> _Text provided_:
<<<<

FANG Zuqi CHENG Qiang CUI Tiejun

(State Key Laboratory of Millimeter Waves, Southeast University, Nanjing 211189, China)

Abstract:A quasi-Bessel beam is a type of nondiffracted beam commonly used in microwave and optical fields.Although numerous methods have been proposed for quasi-Bessel beam generation,they are valid only in linear systems,indicating that the generation of nonlinear quasi-Bessel beams remains a major challenge.Thus,we propose a new approach to produce quasi-Bessel beams at high-order harmonics based on the time-domain digital-coding metasurface,which is utilized to achieve accurate control of the phase profile at the nonlinear frequencies via proper coding strategies.The effect of phase discretization is also analyzed in detail.The simulation results confirm the validity of the proposed method,which provides a new approach for nonlinear beam manipulation.

Key words:Time-domain digital coding metasurface;Bessel beam;Nonlinear modulation

1 Introduction

Bessel beam is a kind of non-diffracted beam(or localized wave).Due to the collimation and non-diffraction,Bessel beams can concentrate the energy of electromagnetic waves in a small space.It is widely used in many applications such as wireless power transmissions,secure communications,laser micromachining,and so on.

>>>>

> _Task requirements_:
1. Using the text on quasi-Bessel beams, determine whether each statement agrees with it. Answer yes or no for each, and quote the deciding words of the text.
(a) The proposed approach produces quasi-Bessel beams at high-order harmonics.
(b) Previously proposed methods for quasi-Bessel beam generation are valid in nonlinear systems.
(c) Experimental measurements confirm the validity of the proposed method.
2. According to the text on quasi-Bessel beams, with which laboratory are its authors affiliated?

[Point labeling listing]
<<<<

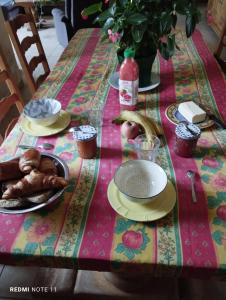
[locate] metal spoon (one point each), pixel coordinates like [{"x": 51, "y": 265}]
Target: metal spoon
[
  {"x": 191, "y": 175},
  {"x": 45, "y": 146}
]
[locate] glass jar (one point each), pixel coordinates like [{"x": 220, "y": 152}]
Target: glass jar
[
  {"x": 187, "y": 136},
  {"x": 85, "y": 137}
]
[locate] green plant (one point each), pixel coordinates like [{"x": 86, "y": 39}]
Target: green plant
[{"x": 145, "y": 25}]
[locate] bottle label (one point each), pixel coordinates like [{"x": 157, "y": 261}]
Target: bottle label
[{"x": 128, "y": 91}]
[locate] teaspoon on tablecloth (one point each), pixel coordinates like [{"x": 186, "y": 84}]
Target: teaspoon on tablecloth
[{"x": 45, "y": 146}]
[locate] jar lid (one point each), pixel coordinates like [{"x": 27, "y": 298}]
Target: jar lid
[
  {"x": 84, "y": 133},
  {"x": 187, "y": 131}
]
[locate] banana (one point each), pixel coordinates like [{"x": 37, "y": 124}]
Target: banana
[{"x": 149, "y": 126}]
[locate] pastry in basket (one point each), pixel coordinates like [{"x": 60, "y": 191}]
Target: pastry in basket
[
  {"x": 47, "y": 166},
  {"x": 33, "y": 183},
  {"x": 29, "y": 160},
  {"x": 12, "y": 203},
  {"x": 39, "y": 197},
  {"x": 10, "y": 170}
]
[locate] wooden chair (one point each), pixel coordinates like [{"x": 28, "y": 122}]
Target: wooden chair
[
  {"x": 21, "y": 47},
  {"x": 14, "y": 99},
  {"x": 219, "y": 50}
]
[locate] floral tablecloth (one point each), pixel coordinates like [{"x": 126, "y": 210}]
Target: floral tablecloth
[{"x": 82, "y": 230}]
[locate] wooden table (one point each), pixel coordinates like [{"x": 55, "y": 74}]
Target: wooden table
[{"x": 83, "y": 231}]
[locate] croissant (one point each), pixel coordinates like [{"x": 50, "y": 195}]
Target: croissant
[
  {"x": 10, "y": 170},
  {"x": 29, "y": 160},
  {"x": 47, "y": 166},
  {"x": 32, "y": 183}
]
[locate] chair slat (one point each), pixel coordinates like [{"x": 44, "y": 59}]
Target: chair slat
[
  {"x": 19, "y": 21},
  {"x": 6, "y": 103},
  {"x": 35, "y": 61},
  {"x": 14, "y": 99},
  {"x": 3, "y": 76},
  {"x": 27, "y": 42},
  {"x": 21, "y": 47}
]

>>>>

> _Solved tasks_:
1.
(a) Yes: "we propose a new approach to produce quasi-Bessel beams at high-order harmonics"
(b) No: "they are valid only in linear systems"
(c) No: "The simulation results confirm the validity of the proposed method"

2. The State Key Laboratory of Millimeter Waves at Southeast University in Nanjing.